(Object point labels)
···

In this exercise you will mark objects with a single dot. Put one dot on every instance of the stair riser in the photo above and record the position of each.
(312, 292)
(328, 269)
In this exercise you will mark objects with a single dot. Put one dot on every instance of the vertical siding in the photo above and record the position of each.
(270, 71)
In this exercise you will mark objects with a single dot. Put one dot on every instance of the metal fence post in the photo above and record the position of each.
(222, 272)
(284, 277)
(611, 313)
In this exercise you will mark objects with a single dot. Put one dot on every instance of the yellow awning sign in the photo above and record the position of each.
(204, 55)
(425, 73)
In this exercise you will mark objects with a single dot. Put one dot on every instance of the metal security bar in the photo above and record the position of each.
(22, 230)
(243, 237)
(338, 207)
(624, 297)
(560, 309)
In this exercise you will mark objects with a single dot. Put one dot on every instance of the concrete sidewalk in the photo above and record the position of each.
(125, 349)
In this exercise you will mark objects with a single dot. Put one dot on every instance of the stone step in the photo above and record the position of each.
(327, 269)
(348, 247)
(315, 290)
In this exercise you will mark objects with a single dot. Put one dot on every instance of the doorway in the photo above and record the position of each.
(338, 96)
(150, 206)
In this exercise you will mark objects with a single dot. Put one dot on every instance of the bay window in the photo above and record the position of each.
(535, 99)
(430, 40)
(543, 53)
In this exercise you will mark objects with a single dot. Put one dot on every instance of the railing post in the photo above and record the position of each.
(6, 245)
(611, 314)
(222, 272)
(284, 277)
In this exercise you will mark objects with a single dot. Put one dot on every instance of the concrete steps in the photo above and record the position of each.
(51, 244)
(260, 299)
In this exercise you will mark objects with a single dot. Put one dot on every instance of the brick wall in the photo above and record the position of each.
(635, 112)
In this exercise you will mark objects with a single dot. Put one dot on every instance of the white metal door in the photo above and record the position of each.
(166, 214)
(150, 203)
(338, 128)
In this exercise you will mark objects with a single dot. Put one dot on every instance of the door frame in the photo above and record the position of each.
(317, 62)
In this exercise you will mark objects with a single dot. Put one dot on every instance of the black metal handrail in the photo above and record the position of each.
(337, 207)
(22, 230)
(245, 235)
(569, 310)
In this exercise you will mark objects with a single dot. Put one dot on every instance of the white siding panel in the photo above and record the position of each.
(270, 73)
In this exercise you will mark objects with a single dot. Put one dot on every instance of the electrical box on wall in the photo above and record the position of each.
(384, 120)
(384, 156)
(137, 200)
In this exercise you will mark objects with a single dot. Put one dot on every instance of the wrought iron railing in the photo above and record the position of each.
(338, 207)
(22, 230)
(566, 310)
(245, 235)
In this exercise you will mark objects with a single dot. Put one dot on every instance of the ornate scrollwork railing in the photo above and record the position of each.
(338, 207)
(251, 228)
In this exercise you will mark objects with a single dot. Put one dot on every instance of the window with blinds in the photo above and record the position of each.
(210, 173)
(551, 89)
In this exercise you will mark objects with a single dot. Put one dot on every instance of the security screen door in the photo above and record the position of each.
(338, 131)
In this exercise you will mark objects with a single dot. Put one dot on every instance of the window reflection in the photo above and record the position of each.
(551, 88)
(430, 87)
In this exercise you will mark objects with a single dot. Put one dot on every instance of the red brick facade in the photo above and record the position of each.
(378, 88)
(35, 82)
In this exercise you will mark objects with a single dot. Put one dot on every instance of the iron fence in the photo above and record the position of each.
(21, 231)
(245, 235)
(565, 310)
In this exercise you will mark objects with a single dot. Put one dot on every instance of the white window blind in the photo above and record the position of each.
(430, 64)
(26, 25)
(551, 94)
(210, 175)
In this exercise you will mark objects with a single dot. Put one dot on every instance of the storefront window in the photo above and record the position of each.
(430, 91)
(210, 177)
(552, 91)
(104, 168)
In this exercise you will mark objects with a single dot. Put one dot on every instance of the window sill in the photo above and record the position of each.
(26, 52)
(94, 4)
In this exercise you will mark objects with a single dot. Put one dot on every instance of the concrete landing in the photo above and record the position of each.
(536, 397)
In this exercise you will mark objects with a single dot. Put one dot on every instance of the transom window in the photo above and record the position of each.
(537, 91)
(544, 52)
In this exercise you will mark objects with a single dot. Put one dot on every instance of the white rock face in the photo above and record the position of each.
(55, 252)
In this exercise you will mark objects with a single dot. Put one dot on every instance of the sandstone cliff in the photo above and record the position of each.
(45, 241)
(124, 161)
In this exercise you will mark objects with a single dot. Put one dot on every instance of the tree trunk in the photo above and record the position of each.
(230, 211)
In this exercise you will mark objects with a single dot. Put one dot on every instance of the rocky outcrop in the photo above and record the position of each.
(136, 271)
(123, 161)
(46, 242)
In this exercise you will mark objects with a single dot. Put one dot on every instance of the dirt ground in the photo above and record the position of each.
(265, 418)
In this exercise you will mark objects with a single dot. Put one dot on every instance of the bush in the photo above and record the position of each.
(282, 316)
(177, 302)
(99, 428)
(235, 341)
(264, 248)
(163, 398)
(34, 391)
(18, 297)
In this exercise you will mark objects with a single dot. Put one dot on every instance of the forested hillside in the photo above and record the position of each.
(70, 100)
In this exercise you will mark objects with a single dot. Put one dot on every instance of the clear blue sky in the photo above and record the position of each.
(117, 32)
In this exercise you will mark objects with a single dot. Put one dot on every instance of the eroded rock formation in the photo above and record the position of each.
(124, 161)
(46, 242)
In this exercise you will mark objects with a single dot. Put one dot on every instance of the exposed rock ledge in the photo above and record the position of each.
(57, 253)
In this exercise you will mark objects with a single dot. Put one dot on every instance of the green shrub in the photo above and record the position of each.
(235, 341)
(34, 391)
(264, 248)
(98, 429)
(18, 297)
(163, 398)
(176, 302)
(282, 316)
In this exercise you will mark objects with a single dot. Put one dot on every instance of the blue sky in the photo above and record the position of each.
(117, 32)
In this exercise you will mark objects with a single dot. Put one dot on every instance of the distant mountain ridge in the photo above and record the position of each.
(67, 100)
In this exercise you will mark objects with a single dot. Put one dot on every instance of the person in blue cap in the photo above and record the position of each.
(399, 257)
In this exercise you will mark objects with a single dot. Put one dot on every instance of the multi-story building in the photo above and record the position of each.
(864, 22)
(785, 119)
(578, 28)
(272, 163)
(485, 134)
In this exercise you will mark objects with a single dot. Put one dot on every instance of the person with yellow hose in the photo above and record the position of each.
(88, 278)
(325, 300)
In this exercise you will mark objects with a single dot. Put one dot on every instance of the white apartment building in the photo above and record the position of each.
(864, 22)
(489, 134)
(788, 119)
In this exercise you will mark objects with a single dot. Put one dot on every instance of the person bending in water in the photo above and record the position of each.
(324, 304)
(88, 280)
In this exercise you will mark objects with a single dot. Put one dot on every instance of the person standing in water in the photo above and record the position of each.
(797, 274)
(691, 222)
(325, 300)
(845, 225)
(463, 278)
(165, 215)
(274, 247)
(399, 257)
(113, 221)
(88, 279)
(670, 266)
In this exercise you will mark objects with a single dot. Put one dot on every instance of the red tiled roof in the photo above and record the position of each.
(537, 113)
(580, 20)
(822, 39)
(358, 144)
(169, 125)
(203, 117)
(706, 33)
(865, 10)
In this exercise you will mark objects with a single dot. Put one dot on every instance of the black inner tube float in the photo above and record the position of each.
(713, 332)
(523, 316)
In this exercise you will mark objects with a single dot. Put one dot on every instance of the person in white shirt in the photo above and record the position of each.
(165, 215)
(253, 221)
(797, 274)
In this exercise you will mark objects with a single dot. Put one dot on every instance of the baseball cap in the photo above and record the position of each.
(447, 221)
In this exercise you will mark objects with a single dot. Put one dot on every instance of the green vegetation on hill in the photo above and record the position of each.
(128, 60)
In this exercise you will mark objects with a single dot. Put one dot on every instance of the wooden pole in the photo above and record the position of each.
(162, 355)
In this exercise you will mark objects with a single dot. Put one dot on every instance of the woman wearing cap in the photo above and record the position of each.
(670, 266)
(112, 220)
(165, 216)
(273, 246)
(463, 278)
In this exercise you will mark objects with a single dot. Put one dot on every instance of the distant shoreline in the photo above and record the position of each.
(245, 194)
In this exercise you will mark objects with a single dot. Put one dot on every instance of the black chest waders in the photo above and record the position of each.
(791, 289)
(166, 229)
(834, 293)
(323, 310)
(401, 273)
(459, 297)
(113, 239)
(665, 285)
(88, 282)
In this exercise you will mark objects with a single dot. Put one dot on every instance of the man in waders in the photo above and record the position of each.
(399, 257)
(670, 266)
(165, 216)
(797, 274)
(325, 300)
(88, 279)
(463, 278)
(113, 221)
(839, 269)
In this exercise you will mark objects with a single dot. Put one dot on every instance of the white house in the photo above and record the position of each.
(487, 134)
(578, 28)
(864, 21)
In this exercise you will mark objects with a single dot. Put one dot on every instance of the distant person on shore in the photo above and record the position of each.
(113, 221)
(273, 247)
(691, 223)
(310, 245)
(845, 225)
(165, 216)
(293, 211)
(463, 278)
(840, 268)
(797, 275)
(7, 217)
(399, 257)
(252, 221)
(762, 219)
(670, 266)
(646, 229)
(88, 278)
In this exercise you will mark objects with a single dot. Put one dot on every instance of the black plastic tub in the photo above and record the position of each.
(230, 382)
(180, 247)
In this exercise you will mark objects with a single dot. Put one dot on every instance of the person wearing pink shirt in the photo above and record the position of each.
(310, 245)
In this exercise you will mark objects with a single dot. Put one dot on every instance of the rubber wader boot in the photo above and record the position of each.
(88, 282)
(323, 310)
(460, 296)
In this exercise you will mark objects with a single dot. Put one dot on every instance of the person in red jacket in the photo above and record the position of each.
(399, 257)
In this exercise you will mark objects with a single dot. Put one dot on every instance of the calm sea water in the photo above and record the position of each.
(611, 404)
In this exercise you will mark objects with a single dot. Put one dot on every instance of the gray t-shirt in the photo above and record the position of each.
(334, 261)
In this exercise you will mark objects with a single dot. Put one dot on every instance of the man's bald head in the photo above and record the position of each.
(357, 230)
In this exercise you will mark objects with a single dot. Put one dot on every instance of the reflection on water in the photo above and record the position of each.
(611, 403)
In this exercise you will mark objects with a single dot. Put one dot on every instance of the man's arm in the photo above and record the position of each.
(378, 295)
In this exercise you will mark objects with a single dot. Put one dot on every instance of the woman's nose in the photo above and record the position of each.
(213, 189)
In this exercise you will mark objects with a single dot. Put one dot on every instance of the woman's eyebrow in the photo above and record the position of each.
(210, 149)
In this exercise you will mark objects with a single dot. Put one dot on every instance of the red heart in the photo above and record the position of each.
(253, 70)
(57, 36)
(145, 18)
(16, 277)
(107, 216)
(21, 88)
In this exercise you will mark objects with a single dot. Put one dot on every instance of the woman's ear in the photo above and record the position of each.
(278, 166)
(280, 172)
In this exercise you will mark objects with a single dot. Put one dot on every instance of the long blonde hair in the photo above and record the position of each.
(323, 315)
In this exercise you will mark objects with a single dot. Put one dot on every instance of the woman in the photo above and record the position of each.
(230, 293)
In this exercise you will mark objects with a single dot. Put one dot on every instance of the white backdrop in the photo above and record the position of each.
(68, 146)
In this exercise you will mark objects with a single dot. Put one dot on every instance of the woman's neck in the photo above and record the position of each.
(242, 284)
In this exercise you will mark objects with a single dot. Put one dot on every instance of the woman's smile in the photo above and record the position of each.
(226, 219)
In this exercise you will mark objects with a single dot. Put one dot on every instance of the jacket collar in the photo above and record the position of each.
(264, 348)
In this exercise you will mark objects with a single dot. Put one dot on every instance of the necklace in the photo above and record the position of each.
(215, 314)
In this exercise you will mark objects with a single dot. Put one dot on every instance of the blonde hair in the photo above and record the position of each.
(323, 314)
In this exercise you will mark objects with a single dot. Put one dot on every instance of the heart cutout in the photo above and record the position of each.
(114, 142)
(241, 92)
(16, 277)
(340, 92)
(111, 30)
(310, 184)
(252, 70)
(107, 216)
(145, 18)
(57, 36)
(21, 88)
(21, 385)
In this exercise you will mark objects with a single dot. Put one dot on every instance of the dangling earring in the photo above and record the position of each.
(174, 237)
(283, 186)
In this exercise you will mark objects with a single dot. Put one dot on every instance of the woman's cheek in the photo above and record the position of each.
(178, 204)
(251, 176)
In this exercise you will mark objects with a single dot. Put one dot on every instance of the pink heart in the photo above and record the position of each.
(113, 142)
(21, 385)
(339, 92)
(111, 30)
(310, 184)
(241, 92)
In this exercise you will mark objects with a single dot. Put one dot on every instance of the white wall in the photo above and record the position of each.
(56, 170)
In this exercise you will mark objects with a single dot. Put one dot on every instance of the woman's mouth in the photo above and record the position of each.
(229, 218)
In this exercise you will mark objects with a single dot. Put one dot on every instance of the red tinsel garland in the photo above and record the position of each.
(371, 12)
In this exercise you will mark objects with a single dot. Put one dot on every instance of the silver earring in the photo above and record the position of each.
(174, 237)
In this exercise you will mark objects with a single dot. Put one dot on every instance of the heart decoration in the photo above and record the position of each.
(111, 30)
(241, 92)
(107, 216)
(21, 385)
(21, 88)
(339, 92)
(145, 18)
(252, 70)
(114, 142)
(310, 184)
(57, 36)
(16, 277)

···

** Written task **
Recast everything from the line containing "of the pink" down to the end of the records above as a numbered list, leaving out any blank lines.

** Full answer **
1. In this exercise you will mark objects with a single dot. Put one dot on every instance of the pink heart in the photo above and record the position of each.
2. (113, 142)
3. (21, 385)
4. (339, 92)
5. (111, 30)
6. (310, 184)
7. (241, 92)
8. In this exercise you will mark objects with a single dot. Put one dot on every instance of the white wall in the photo above and record the position of each.
9. (56, 170)
10. In this exercise you will mark objects with a single dot. Put one dot on every instance of the woman's mouth in the photo above and record the position of each.
11. (229, 218)
12. In this exercise you will mark objects with a single dot. Put one dot on every instance of the red tinsel garland in the photo above and record the position of each.
13. (371, 12)
14. In this exercise you will mark objects with a single dot. Put one dot on every instance of the silver earring in the photo above and record the position of each.
15. (174, 237)
16. In this exercise you will mark objects with a single dot. Put one dot on every instance of the heart decoration in the photo above and record the position of each.
17. (111, 30)
18. (241, 92)
19. (107, 216)
20. (21, 385)
21. (21, 88)
22. (339, 92)
23. (145, 18)
24. (252, 70)
25. (114, 142)
26. (310, 184)
27. (57, 36)
28. (16, 277)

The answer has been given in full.